Written exercise – Rewrite the records below, substituting "Points" for every "Pins" and leaving everything else as it is.

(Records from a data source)
◆ ◆ ◆

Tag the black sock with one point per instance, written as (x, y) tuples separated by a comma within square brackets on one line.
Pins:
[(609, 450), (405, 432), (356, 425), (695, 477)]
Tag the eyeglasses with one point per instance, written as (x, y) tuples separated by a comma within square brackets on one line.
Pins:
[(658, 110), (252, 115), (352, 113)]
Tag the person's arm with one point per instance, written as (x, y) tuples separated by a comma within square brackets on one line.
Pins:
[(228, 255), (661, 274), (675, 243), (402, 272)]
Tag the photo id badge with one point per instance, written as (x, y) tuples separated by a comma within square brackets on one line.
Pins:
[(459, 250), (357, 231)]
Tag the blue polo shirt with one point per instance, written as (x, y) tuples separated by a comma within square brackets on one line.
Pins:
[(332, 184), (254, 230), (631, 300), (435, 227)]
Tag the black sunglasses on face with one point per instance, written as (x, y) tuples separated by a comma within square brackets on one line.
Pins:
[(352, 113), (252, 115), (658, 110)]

◆ ◆ ◆

Task result –
Tag the black sock with one point per instance, written as (x, y) tuples separated by a comma within square brackets on one line.
Points:
[(609, 450), (405, 432), (356, 425), (695, 477)]
Tag the eyeglasses with one point per instance, written as (x, y) tuples separated by a comma within square brackets on one line.
Points:
[(658, 110), (252, 115), (352, 113)]
Tag the person's arm with one point per instance, written as (x, y) tuples separated by a comma within square brackets on one line.
Points:
[(228, 255), (661, 274), (675, 243), (402, 272)]
Tag the photo id badge with one point per instance, written as (x, y) tuples separated by a comma within square brackets on one line.
Points:
[(459, 250), (357, 231)]
Tag the blue polo shirt with one point per instance, written as (x, y) tuples separated by a comma within square brackets on one line.
Points:
[(332, 184), (254, 230), (631, 300), (435, 227)]
Tag the black sunglasses on face with one point per instance, written as (x, y) tuples separated by a comma within square brackets on one line.
Points:
[(352, 113), (252, 115), (658, 110)]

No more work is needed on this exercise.